Selected passage section start

The central dogma of molecular biology describes the fundamental flow of genetic information in cells. Coined by Francis Crick in 1957–1958 and clarified in his 1970 Nature paper, it states that sequential information (the precise order of subunits) transfers from nucleic acids to proteins, but never in reverse from proteins back to nucleic acids or other proteins.
Crick’s original formulation emphasized what is impossible: once information enters a protein (as its amino acid sequence), it cannot flow back out to modify DNA or RNA. This unidirectional principle was key to understanding heredity and gene function post-DNA structure discovery.
The commonly taught simplified version is: DNA → RNA → protein.
- DNA replication: DNA makes a copy of itself (DNA → DNA), preserving genetic information for cell division and inheritance.
- Transcription: A gene’s DNA sequence is copied into messenger RNA (mRNA) by RNA polymerase (DNA → RNA). In eukaryotes, this occurs in the nucleus; the mRNA is processed (splicing, capping, polyadenylation) and exported to the cytoplasm.
- Translation: Ribosomes read the mRNA sequence in codons (triplets), recruiting transfer RNAs (tRNAs) to assemble amino acids into a polypeptide chain, forming a functional protein (RNA → protein).
This pathway explains how genes (DNA segments) encode proteins, the cell’s functional molecules. Some RNA viruses bypass DNA (RNA → protein or RNA → DNA via reverse transcription), but these are exceptions and do not violate Crick’s core rule against protein-to-nucleic-acid transfer.
Exceptions include:
- Reverse transcription (e.g., retroviruses like HIV, RNA → DNA).
- Prions (protein-based inheritance, protein → protein conformational change).
- Epigenetic modifications (not sequence information transfer).
Despite refinements, the central dogma remains a cornerstone: genetic information primarily flows from DNA to RNA to protein, guiding cellular function, development, and heredity.

Selected passage section end

### Required work
1. Decide whether each statement agrees with the passage on the central dogma. Answer yes or no for each, and quote the words from the passage that decide it.
(a) Crick coined the central dogma in 1970.
(b) In eukaryotes, transcription takes place in the nucleus.
(c) Ribosomes read the mRNA sequence in codons of four bases.
2. Print the part of the passage on the central dogma that begins at the words "Crick’s original formulation" and ends after the words "to the cytoplasm.".

The data section start

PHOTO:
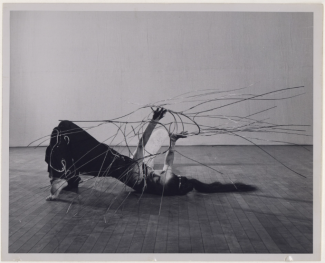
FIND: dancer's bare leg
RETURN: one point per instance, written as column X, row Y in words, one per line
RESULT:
column 57, row 186
column 139, row 152
column 169, row 159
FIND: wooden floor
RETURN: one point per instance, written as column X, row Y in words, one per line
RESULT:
column 108, row 218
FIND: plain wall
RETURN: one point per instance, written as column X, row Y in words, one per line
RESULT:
column 101, row 65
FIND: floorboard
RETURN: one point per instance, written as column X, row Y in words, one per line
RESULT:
column 111, row 218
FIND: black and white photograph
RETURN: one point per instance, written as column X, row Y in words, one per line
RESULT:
column 154, row 132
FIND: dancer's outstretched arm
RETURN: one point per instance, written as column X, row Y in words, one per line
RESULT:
column 158, row 114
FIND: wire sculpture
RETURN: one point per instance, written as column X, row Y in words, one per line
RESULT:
column 73, row 152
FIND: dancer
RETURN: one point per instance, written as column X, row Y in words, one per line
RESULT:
column 73, row 151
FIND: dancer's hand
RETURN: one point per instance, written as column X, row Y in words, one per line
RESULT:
column 176, row 136
column 158, row 114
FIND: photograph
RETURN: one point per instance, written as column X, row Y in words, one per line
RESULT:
column 161, row 132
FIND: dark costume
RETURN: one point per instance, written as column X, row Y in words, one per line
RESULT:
column 73, row 151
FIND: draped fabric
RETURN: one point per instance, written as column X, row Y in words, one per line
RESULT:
column 73, row 150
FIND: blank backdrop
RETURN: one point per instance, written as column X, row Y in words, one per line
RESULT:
column 100, row 65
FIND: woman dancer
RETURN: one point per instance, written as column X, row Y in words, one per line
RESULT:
column 72, row 151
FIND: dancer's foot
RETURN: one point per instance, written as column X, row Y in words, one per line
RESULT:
column 176, row 136
column 57, row 186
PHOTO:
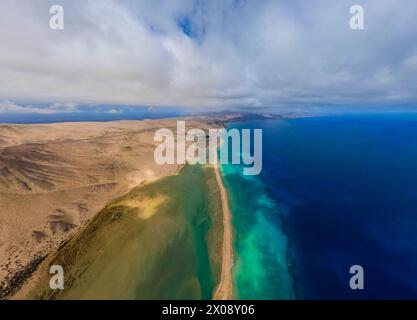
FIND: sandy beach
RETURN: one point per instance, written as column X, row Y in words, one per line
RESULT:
column 224, row 290
column 54, row 179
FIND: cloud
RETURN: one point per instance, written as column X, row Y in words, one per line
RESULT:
column 208, row 53
column 11, row 107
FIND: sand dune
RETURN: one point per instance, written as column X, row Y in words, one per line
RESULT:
column 55, row 177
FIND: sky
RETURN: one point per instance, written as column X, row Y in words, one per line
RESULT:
column 206, row 54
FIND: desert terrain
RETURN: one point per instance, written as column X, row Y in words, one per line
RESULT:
column 54, row 178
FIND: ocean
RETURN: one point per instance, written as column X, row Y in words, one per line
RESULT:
column 335, row 191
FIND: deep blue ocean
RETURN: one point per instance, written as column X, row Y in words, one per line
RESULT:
column 345, row 191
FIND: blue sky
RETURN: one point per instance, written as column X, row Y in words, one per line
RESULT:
column 276, row 55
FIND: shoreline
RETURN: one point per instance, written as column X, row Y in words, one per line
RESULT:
column 224, row 290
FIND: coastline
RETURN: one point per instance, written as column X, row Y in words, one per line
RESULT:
column 224, row 290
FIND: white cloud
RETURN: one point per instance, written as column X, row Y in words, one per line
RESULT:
column 240, row 53
column 11, row 107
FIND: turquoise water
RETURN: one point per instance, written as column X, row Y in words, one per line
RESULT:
column 345, row 188
column 261, row 269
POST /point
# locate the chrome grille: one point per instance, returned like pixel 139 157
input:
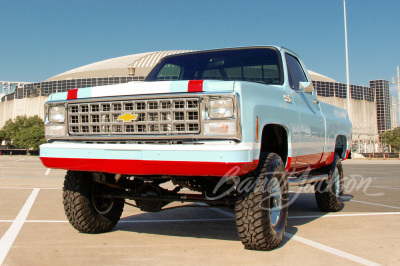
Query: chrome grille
pixel 155 116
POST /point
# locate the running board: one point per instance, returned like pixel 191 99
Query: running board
pixel 309 180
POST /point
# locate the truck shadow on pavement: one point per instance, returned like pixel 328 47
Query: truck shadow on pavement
pixel 205 222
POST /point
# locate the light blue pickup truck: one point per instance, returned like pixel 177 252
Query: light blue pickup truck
pixel 236 126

The data section end

### Task-by-task solutions
1.
(a) No: "Coined by Francis Crick in 1957–1958 and clarified in his 1970 Nature paper"
(b) Yes: "In eukaryotes, this occurs in the nucleus"
(c) No: "Ribosomes read the mRNA sequence in codons (triplets)"

2.
Crick’s original formulation emphasized what is impossible: once information enters a protein (as its amino acid sequence), it cannot flow back out to modify DNA or RNA. This unidirectional principle was key to understanding heredity and gene function post-DNA structure discovery.
The commonly taught simplified version is: DNA → RNA → protein.
- DNA replication: DNA makes a copy of itself (DNA → DNA), preserving genetic information for cell division and inheritance.
- Transcription: A gene’s DNA sequence is copied into messenger RNA (mRNA) by RNA polymerase (DNA → RNA). In eukaryotes, this occurs in the nucleus; the mRNA is processed (splicing, capping, polyadenylation) and exported to the cytoplasm.